Exercise brief: Reproduce word for word the lines between those holding "masonry wall you can find." and "fortress wall you can find.", inclusive, and nothing else from the data below.
====== Supplied information
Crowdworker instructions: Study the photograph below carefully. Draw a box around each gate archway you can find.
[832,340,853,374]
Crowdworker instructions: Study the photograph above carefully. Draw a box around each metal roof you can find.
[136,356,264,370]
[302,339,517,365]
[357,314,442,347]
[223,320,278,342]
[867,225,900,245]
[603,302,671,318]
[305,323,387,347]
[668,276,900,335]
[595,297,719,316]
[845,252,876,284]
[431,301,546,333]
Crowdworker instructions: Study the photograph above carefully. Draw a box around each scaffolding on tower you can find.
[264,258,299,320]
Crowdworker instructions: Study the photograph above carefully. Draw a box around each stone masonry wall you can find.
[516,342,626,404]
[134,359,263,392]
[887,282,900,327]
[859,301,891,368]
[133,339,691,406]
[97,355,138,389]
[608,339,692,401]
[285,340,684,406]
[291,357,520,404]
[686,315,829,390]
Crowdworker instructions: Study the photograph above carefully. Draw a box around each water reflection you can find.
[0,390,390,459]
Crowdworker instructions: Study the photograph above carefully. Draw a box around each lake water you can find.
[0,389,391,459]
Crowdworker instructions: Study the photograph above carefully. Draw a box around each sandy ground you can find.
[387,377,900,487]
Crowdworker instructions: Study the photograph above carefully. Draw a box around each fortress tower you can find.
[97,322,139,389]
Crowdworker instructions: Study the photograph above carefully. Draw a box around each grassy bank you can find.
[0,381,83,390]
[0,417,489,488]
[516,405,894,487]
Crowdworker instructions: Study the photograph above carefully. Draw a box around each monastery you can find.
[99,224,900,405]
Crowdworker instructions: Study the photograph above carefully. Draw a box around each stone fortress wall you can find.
============
====== Supplied information
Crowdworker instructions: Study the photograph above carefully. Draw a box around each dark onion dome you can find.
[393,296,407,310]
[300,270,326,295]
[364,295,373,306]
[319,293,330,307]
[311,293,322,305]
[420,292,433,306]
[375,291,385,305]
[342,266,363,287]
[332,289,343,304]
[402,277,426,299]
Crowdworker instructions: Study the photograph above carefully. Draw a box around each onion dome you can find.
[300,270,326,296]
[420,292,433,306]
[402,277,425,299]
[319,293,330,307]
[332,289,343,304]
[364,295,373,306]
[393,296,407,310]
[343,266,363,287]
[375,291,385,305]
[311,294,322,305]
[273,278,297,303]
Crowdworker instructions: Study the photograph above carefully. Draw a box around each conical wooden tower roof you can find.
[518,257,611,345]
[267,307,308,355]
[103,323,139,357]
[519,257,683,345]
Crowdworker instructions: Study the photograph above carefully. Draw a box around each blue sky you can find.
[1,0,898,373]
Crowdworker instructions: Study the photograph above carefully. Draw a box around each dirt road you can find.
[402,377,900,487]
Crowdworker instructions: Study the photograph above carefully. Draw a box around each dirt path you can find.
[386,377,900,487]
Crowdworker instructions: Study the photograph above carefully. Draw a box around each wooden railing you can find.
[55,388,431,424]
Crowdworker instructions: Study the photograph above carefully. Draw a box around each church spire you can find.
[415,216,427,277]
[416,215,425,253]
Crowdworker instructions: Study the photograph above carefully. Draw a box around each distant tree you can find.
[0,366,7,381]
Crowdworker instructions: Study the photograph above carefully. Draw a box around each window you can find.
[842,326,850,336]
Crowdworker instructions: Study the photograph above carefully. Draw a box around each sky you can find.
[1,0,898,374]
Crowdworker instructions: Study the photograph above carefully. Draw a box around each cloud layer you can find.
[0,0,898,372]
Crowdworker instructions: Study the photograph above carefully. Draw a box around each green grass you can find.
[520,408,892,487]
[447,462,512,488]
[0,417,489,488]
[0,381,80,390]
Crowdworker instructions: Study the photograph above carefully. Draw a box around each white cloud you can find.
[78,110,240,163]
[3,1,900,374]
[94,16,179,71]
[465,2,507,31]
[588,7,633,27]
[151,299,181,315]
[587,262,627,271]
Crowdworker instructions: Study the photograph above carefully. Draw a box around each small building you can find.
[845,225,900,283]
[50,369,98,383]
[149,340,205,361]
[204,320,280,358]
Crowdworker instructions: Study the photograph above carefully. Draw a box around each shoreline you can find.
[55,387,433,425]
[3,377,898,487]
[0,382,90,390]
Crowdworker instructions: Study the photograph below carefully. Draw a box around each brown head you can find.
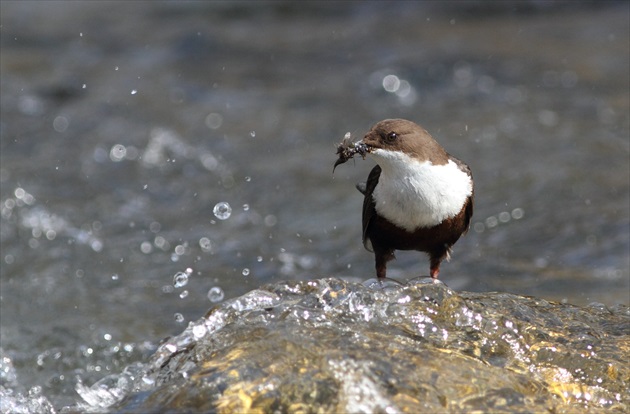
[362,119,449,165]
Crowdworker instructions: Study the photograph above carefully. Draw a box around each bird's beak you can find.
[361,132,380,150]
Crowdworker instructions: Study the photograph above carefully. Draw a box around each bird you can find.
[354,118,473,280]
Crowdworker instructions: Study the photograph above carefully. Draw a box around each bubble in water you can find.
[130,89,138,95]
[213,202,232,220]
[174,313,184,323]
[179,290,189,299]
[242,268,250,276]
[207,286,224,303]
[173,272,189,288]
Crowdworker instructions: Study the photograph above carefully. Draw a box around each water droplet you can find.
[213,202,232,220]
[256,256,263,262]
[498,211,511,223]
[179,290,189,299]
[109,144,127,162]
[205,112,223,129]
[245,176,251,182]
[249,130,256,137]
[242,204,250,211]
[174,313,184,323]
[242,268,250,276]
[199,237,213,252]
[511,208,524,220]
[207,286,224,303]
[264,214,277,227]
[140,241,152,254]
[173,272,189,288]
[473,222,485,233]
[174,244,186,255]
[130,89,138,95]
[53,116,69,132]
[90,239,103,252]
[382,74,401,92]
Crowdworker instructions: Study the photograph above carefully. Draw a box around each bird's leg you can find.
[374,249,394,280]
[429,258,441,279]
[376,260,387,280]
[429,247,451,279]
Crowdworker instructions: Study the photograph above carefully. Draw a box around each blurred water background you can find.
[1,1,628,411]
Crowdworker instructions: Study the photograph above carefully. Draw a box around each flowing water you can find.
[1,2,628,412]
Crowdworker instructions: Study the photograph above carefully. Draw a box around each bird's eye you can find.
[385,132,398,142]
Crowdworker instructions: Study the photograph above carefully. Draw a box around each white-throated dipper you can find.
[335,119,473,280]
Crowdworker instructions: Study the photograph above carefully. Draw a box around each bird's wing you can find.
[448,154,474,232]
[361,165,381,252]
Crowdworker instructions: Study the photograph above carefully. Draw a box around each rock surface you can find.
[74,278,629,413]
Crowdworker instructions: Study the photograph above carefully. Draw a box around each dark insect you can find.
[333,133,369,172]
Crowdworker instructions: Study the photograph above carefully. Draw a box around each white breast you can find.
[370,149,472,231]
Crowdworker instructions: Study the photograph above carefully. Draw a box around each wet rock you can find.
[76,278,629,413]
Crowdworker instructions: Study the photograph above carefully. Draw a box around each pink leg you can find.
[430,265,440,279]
============
====== Supplied information
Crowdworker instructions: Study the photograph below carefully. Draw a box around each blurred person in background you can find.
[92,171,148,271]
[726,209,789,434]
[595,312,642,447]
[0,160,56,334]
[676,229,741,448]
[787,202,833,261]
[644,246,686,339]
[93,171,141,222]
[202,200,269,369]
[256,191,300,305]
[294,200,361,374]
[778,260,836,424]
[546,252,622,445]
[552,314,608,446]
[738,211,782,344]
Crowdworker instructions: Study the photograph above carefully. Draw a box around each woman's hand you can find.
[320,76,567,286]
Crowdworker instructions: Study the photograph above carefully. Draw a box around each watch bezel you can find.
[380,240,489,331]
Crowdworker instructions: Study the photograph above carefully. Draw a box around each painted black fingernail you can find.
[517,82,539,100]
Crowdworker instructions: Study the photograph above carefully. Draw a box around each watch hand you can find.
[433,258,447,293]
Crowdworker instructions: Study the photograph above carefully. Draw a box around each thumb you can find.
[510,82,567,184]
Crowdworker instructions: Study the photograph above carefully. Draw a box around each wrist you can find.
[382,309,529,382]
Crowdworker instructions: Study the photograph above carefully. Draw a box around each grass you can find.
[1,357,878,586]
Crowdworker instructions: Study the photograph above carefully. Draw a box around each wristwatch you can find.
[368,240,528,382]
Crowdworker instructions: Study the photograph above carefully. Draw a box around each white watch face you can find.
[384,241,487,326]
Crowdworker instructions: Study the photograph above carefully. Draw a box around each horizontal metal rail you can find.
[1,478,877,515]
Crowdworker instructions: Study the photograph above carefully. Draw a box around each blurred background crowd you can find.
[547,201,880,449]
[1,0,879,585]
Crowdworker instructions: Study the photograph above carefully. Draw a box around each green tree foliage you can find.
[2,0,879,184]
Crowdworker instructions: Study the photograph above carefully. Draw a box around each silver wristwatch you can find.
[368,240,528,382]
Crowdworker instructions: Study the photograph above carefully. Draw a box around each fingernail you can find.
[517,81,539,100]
============
Your solution:
Crowdworker instructions: Study the photograph above carefully. Draw a box around each stone masonry wall you can find.
[516,342,626,404]
[134,359,263,392]
[887,282,900,327]
[859,301,891,368]
[133,339,691,406]
[97,355,138,389]
[608,339,692,401]
[285,340,684,406]
[291,357,520,404]
[686,315,829,390]
Crowdworker instructions: Study the photograph above carefully. Draw a box around each water reflection you can find.
[0,390,390,459]
Crowdworker instructions: Study the photograph above carefully. Draw a box around each lake water you can find.
[0,389,391,459]
Crowdworker instructions: Study the photograph above carefully. Draw a box around each sandy ground you can find.
[387,377,900,487]
Crowdworker instructions: Study the photograph above carefully. Draw a box around each fortress tower you can find.
[97,322,139,389]
Crowdworker instructions: Study the photograph above carefully. Draw a box around each grassy bank you can find.
[0,381,83,390]
[0,417,489,488]
[516,405,894,487]
Crowdworker instructions: Study the photograph above carefully. Draw a box around each monastery you can find.
[99,224,900,405]
Crowdworker instructions: Study the photograph above carefully. Draw a box around each stone fortress wall you can find.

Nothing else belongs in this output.